[Items from a data source]
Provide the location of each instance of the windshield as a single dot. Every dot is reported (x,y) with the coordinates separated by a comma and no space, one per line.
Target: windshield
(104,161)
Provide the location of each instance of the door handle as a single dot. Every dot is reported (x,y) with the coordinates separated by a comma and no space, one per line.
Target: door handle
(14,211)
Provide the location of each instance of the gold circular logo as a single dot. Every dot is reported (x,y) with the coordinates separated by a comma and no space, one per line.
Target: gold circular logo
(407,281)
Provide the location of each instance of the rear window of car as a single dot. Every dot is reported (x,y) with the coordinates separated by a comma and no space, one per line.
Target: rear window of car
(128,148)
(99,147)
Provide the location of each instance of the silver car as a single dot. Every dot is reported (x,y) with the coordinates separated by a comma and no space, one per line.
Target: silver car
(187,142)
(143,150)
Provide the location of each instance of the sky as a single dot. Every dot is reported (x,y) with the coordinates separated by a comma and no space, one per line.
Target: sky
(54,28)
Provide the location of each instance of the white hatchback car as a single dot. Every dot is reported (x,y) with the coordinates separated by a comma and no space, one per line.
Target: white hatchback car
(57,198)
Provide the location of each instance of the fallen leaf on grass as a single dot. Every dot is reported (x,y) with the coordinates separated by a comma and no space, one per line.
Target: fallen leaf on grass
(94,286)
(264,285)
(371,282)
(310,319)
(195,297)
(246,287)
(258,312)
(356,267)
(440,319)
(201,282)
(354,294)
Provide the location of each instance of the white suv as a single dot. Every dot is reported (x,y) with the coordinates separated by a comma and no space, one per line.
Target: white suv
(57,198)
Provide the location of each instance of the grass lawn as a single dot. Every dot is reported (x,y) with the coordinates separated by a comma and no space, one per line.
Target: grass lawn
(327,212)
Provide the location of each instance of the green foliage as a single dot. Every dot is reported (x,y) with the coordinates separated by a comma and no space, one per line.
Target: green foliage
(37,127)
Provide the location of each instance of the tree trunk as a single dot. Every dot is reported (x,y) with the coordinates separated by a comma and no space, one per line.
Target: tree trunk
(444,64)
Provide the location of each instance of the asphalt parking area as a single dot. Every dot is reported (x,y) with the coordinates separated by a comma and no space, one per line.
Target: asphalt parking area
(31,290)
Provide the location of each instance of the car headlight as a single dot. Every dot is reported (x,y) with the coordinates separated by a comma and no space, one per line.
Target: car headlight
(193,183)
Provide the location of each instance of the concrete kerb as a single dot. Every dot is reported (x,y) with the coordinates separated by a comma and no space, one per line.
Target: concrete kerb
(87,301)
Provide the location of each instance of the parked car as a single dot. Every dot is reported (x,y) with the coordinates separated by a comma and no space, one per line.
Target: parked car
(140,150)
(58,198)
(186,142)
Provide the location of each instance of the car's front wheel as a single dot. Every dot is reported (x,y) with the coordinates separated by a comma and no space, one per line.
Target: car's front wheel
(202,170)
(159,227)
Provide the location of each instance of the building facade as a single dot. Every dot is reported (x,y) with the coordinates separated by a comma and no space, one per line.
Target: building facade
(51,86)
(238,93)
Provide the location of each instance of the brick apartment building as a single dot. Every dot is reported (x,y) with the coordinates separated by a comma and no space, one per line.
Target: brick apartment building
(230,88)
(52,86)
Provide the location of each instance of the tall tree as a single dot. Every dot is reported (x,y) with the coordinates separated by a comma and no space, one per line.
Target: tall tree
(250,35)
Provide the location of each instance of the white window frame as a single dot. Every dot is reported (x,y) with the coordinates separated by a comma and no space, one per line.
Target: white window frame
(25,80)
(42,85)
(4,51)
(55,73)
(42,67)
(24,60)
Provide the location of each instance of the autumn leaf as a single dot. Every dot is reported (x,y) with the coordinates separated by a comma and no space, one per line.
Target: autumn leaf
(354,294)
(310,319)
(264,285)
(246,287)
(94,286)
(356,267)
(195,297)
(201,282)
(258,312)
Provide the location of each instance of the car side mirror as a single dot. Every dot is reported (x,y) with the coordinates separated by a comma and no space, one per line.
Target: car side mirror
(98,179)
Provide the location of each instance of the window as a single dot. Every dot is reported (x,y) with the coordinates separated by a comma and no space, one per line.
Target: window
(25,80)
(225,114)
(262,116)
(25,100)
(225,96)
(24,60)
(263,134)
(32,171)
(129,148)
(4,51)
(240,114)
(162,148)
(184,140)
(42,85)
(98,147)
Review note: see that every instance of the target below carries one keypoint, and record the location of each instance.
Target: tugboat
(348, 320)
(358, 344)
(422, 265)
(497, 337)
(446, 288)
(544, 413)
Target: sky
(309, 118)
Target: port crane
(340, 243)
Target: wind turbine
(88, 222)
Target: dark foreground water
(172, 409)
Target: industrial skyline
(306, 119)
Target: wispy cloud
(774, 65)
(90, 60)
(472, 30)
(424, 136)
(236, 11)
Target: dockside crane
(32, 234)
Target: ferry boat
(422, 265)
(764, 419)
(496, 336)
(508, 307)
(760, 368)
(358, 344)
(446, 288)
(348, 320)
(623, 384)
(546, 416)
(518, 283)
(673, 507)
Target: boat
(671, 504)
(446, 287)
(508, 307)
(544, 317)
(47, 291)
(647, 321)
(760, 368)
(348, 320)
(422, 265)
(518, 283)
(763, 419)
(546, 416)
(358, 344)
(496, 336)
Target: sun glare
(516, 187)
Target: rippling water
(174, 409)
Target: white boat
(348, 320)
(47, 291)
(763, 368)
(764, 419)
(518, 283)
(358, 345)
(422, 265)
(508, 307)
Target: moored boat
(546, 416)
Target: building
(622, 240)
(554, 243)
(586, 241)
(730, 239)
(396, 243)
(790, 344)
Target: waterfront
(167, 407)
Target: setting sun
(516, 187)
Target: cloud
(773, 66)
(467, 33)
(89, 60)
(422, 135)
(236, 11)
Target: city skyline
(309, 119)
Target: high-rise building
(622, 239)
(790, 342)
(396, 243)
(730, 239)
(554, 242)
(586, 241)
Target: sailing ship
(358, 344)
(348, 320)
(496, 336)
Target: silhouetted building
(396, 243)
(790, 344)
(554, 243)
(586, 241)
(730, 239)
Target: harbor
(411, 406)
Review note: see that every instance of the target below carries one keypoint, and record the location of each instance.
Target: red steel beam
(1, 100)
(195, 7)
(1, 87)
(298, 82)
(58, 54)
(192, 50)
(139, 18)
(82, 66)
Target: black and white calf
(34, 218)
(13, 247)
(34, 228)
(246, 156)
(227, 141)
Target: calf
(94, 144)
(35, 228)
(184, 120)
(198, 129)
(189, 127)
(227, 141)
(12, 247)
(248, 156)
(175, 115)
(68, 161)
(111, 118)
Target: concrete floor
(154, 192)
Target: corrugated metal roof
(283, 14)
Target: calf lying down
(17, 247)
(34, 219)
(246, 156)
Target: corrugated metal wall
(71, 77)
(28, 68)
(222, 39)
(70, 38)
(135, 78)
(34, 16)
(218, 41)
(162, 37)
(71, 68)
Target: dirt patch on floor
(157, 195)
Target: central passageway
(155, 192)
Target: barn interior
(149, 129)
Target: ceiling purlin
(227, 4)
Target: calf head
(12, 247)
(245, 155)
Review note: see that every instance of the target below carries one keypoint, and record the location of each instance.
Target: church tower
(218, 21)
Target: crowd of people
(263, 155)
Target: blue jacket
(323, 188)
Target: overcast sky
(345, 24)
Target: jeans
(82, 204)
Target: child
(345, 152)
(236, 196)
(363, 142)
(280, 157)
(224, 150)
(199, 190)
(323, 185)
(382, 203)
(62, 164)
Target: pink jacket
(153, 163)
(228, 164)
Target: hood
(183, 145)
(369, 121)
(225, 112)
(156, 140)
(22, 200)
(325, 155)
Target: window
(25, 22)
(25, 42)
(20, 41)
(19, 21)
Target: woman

> AIM OF THE EXERCISE: Starting at the line that has "Provide the location of each instance of the gold" in the records above, restate word for word every line until the one that has "Provide the location of each instance of the green", and include that one as well.

> RESULT BELOW:
Provide the location of each instance of the gold circular logo as a single dot. Every dot is reported (x,y) with the coordinates separated by a comma and no space, one per line.
Target: gold circular logo
(407,281)
Provide the location of each instance of the rear window of car as a single dot. Every dot is reported (x,y) with the coordinates separated by a comma and no space, one per line.
Target: rear window of car
(128,148)
(99,147)
Provide the location of each instance of the silver car as a single dot. Every dot is reported (x,y) with the coordinates separated by a comma and no space, one per line.
Target: silver car
(187,142)
(143,150)
Provide the location of each instance of the sky as a single dot. Every dot is reported (x,y) with the coordinates separated by a comma and no space, one per line.
Target: sky
(54,28)
Provide the location of each instance of the white hatchback car as a single dot. Every dot is reported (x,y) with the coordinates separated by a comma and no space, one per line.
Target: white hatchback car
(57,198)
Provide the location of each instance of the fallen leaf on grass as a single dot. Every dot is reported (x,y) with the coordinates separated by a comma and no space, one per line.
Target: fallen leaf on grass
(94,286)
(264,285)
(371,282)
(310,319)
(195,297)
(246,287)
(258,312)
(356,267)
(440,319)
(201,282)
(354,294)
Provide the location of each instance of the white suv as a single dot. Every dot is reported (x,y) with the coordinates separated by a comma and no space, one per line.
Target: white suv
(57,198)
Provide the location of each instance of the grass lawn as a single dot. Every dot is reported (x,y) with the coordinates separated by a comma and no space, one per line.
Target: grass lawn
(327,212)
Provide the location of each instance of the green foliage as a single dot. Every dot is reported (x,y) with the coordinates separated by a comma and no space, one per line.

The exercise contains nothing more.